Reproduce the entries that follow, exactly and in full.

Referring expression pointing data
————————

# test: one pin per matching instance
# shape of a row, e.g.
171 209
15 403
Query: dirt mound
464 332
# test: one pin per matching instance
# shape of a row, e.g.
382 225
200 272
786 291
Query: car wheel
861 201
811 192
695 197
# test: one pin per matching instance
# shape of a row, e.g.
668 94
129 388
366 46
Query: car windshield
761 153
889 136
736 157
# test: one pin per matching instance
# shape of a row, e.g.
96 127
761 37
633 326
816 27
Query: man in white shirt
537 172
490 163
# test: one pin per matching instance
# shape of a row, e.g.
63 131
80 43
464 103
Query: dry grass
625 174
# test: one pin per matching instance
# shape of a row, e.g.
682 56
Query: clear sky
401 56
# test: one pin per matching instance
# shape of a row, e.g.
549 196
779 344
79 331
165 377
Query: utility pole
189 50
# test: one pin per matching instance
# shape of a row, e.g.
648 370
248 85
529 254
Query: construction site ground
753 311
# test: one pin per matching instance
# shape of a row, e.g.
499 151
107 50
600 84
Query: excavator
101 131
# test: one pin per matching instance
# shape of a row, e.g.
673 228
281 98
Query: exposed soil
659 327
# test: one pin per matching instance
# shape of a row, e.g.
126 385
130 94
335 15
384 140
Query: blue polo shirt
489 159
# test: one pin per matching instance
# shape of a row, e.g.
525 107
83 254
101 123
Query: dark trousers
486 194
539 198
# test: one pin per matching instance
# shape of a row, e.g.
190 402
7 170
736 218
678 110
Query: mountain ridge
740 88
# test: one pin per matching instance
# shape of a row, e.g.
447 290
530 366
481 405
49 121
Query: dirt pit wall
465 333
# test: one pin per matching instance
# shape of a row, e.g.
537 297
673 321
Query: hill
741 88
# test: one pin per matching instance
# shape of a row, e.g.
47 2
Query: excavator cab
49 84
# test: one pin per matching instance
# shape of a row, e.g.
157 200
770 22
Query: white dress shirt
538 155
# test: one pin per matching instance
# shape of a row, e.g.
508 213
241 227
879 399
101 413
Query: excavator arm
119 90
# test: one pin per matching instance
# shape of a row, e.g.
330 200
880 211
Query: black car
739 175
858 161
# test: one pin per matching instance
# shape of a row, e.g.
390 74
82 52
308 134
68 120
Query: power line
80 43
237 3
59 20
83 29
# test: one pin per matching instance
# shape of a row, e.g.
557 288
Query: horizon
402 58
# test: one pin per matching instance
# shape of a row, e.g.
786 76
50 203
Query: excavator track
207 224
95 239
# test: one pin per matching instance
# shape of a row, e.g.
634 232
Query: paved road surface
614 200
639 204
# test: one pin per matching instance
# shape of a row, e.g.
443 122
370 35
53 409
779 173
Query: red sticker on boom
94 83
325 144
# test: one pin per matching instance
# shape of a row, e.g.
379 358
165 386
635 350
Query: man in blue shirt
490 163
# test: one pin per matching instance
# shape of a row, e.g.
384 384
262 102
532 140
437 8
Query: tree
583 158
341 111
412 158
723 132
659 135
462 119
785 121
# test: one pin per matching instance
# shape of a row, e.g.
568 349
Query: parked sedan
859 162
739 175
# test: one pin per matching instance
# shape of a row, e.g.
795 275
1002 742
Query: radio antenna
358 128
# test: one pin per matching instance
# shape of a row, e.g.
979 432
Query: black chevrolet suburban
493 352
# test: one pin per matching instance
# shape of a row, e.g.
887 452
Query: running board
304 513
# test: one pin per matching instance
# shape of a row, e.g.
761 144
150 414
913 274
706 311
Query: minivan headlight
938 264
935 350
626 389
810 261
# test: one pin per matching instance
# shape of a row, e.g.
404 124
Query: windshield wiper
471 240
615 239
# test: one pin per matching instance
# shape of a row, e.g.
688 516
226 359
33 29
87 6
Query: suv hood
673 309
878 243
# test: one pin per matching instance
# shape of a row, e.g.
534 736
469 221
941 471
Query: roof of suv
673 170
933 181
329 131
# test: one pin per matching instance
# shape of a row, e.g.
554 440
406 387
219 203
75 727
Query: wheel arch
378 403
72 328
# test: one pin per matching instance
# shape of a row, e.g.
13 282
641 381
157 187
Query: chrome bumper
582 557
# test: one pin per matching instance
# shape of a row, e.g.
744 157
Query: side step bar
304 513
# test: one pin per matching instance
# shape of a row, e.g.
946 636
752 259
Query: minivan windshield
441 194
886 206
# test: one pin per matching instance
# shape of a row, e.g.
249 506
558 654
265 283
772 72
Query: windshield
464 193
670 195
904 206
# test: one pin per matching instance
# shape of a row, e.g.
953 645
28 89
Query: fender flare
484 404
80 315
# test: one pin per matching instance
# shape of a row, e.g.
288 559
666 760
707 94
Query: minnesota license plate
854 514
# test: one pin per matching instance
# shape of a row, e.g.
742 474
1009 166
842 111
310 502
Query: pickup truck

————————

#### TASK ANSWER
# test: one pin per matching instance
# shape of a row, e.g.
171 209
15 403
Query: dirt mound
464 332
# test: one pin per matching instance
# shape of a row, e.g.
382 225
200 272
786 291
Query: car wheel
861 201
811 192
695 197
# test: one pin per matching instance
# shape of a row, e.g.
668 94
129 388
366 46
Query: car windshield
761 153
889 136
736 157
# test: one pin per matching instance
# shape of a row, e.g.
96 127
761 37
633 326
816 27
Query: man in white shirt
537 172
490 163
# test: one pin per matching instance
# shape of a row, e.g.
63 131
80 43
464 103
Query: dry grass
625 174
# test: one pin per matching instance
# shape of a row, e.g.
682 56
Query: clear sky
401 56
# test: one pin per matching instance
# shape of a row, e.g.
549 196
779 344
79 331
165 377
Query: utility pole
189 50
# test: one pin per matching instance
# shape of a row, e.g.
648 370
248 85
529 254
Query: construction site ground
753 311
# test: one pin per matching instance
# shape of a row, e.g.
499 151
107 50
600 84
Query: excavator
101 131
# test: one pin per matching instance
# shape of a row, e.g.
673 228
281 98
Query: exposed soil
659 327
# test: one pin per matching instance
# shape of a row, e.g.
126 385
130 94
335 15
384 140
Query: blue polo shirt
489 159
# test: one pin per matching instance
# shape of a row, e.g.
525 107
83 254
101 123
Query: dark trousers
486 194
539 198
# test: one pin per matching instance
# shape of a row, e.g.
190 402
7 170
736 218
678 110
Query: mountain ridge
740 88
# test: one pin per matching instance
# shape of a row, e.g.
447 290
530 366
481 405
49 121
Query: dirt pit wall
465 333
# test: one pin per matching instance
# shape of a row, e.g.
537 297
673 321
Query: hill
741 88
# test: one pin per matching instance
# shape of a row, e.g.
47 2
Query: excavator cab
49 84
# test: one pin per matching instance
# shape of a row, e.g.
157 200
770 22
Query: white dress shirt
538 155
# test: one pin per matching instance
# shape of a row, e.g.
508 213
241 227
879 399
101 413
Query: excavator arm
119 90
# test: one pin per matching instance
# shape of a row, e.g.
330 200
880 211
Query: black car
739 175
858 161
# test: one pin per matching instance
# shape of a row, e.g.
390 74
82 52
308 134
68 120
Query: power line
80 43
237 3
59 20
83 29
# test: one pin per matching instance
# shape of a row, e.g.
557 288
Query: horizon
402 58
# test: one pin per matching instance
# shape of a row, e.g.
786 76
50 203
Query: excavator track
207 224
95 239
# test: one pin per matching instance
# shape of a row, e.g.
634 232
Query: paved road surface
614 200
639 204
# test: one pin per matching instance
# shape of a row, e.g.
443 122
370 35
53 409
779 173
Query: red sticker on boom
94 83
325 144
# test: one pin per matching instance
# shape of a row, e.g.
379 358
165 386
635 350
Query: man in blue shirt
490 163
# test: one pin per matching instance
# shape of a row, e.g.
384 384
262 102
532 140
437 8
Query: tree
583 158
341 111
412 158
723 132
659 135
462 119
785 121
# test: one pin per matching instance
# shape of a row, e.g.
568 349
Query: parked sedan
859 162
739 175
# test: one pin per matching instance
# shape of a row, e.g.
795 275
1002 742
Query: radio antenna
358 128
# test: one pin per matching instance
# shape of a row, e.g.
979 432
Query: black chevrolet suburban
493 352
# test: one pin per matching instance
# shape of a row, e.g.
887 452
Query: running board
304 513
# test: one pin per matching instance
# shape of a row, e.g.
761 144
150 414
913 274
706 311
Query: minivan headlight
938 264
935 350
626 389
810 261
# test: one pin per matching instance
# shape of a row, e.g.
404 124
Query: windshield wiper
471 240
615 239
# test: one pin per matching instance
# shape of a row, e.g.
688 516
226 359
33 29
87 6
Query: suv hood
673 309
878 243
# test: one pin per matching instance
# shape of a row, e.g.
534 736
469 221
941 471
Query: roof of suv
673 170
933 181
329 131
# test: one pin per matching instance
# shape of a row, e.g.
554 440
406 387
219 203
75 727
Query: wheel arch
378 403
72 328
# test: one pin per matching instance
# shape of a row, e.g.
13 282
641 381
157 187
Query: chrome bumper
582 557
# test: one pin per matching instance
# shape of a row, e.g.
744 157
Query: side step bar
304 513
# test: one pin per matching instance
# shape of a row, e.g.
946 636
752 259
Query: minivan windshield
441 194
886 206
# test: one pin per matching instance
# shape of a row, e.g.
249 506
558 654
265 283
772 72
Query: windshield
464 193
670 195
904 206
# test: one pin per matching instance
# shape of a row, e.g.
953 645
28 89
Query: fender flare
484 404
80 315
# test: one pin per matching instance
# shape of a row, e.g.
288 559
666 760
707 94
Query: minnesota license plate
854 514
# test: one pin per matching instance
# shape of a row, e.g.
742 474
1009 166
842 111
310 502
Query: pickup truck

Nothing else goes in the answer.